## To-do list
1. Reproduce the North Sea oil article verbatim, starting with "Now chief executive" and going on through "the North Sea.".
2. According to the North Sea oil article, why do smaller fields passed over by larger oil companies become much more viable? Answer in one to three sentences.
3. Write the next part of the article on the North Sea oil revival, picking up after its final sentence.

## Source passage

In his previous incarnation as a globe-trotting oilman based in south-east Asia, Simon Lockett concentrated on lucrative oil plays in exotic locations.
Now chief executive of Premier Oil, Mr Lockett has traded gin and tonics in Jakarta for kippers in Aberdeen, transforming a part of its portfolio once considered as being in terminal decline: the North Sea.
“It’s a second wind. Four years ago we looked at the business and realised we needed to turn it round – we had development projects in Asia and were trying to balance it out. The North Sea is now part of that, those assets will help us double our production,” says Mr Lockett.
Several factors conspire in what has been dubbed as the North Sea’s “renaissance”. First, oil prices. With crude oil trading at $70-$85 a barrel, smaller fields passed over by larger oil companies become much more viable. As Peter Hitchens, an oil analyst at Panmure Gordon says: “Suddenly, people realised that you can still make a lot of money with a 20m or 30m barrel field.”
Second is political stability. While any chief executive will grumble about the UK government’s 50 per cent tax rate on oil operators, the political regime is more predictable than operations in Africa or Asia.
Third, the infrastructure: it is already there. Keith Morris, an analyst at Evolution Securities, says: “A decade ago when the oil price wasn’t so good lots of majors went off to west Africa or Brazil, leaving the small discoveries to the independents.
“But the reward is still there – now if you find 50m barrels there’s enough infrastructure there to make that economic. So it’s a combination of things that has renewed interest.”

## Information shown

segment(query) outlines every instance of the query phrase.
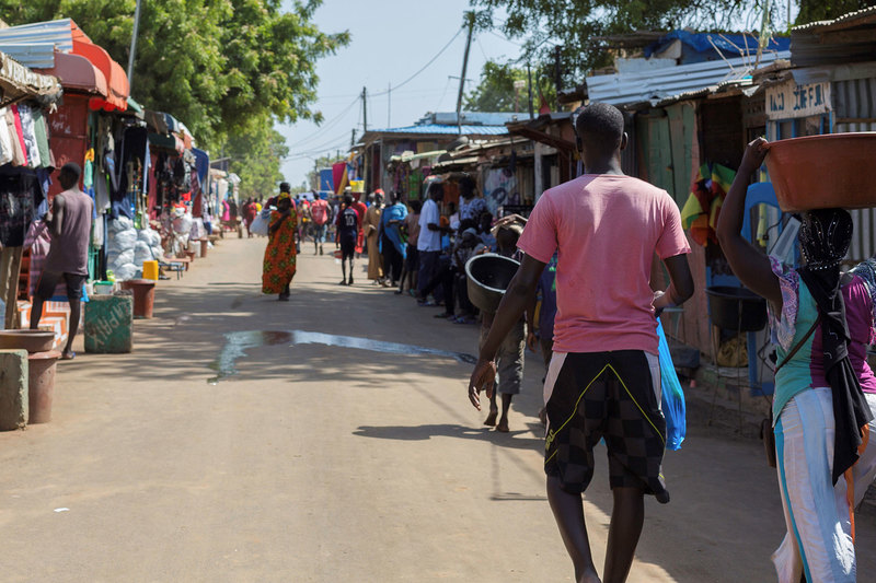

## Response list
1.
Now chief executive of Premier Oil, Mr Lockett has traded gin and tonics in Jakarta for kippers in Aberdeen, transforming a part of its portfolio once considered as being in terminal decline: the North Sea.

2. Crude oil is trading at $70 to $85 a barrel, and at those prices smaller fields become much more viable. As one analyst puts it, a 20m or 30m barrel field can still make a lot of money.

3.
A second boom in the North Sea has been predicted for some time. In 2009 the UK portion produced more than 2.3m barrels of oil and gas equivalent per day (boe/d). According to UK Oil and Gas, the industry lobby group, 24bn boe have yet to be recovered. But as the majors such as BP and Shell shed their assets in the area, public attention shifted to large, untapped discoveries in Congo and Kazakhstan.
Recent foreign interest in the North Sea has thrust the area into the limelight, a fact borne out by the frenetic mergers and acquisitions activity over the past few months. Most prominent among these was Korea National Oil Corporation’s £1.87bn hostile bid for Dana Petroleum.
In August, KazMunaiGas, Kazakhstan’s state-owned oil company, followed suit, making its first foray abroad by spending $30m (£19m) on a 35 per cent stake in BG Group’s White Bear prospect in the central North Sea. Last month Centrica, the owner of British Gas, spent £144m – on top of £1.3bn last year – expanding its North Sea assets.
Pipeline peeves
It was after the eighth attempt that Bill Transier decided he had endured enough, writes Christopher Thompson.
Since January 2009 the chief executive of Endeavour, a London-listed independent oil explorer, had been trying to negotiate pipeline access for oil from the company’s Rochelle field in the central North Sea.
The problem was that the nearest platform needed to bring the oil onshore was owned by a consortium of five companies, including US oil group Exxon, which demanded hefty fees.
“We tried to negotiate for a year with them and they wouldn’t even talk to us – they think that they can squeeze smaller companies for rent. They wanted almost four times what we offered, which would make [the operation] uneconomic for us,” Mr Transier said.
It is a common complaint. Since they flooded the North Sea over the past decade, several independent explorers have complained to national regulators, accusing majors of using their monopoly over infrastructure to price competitors out of the market.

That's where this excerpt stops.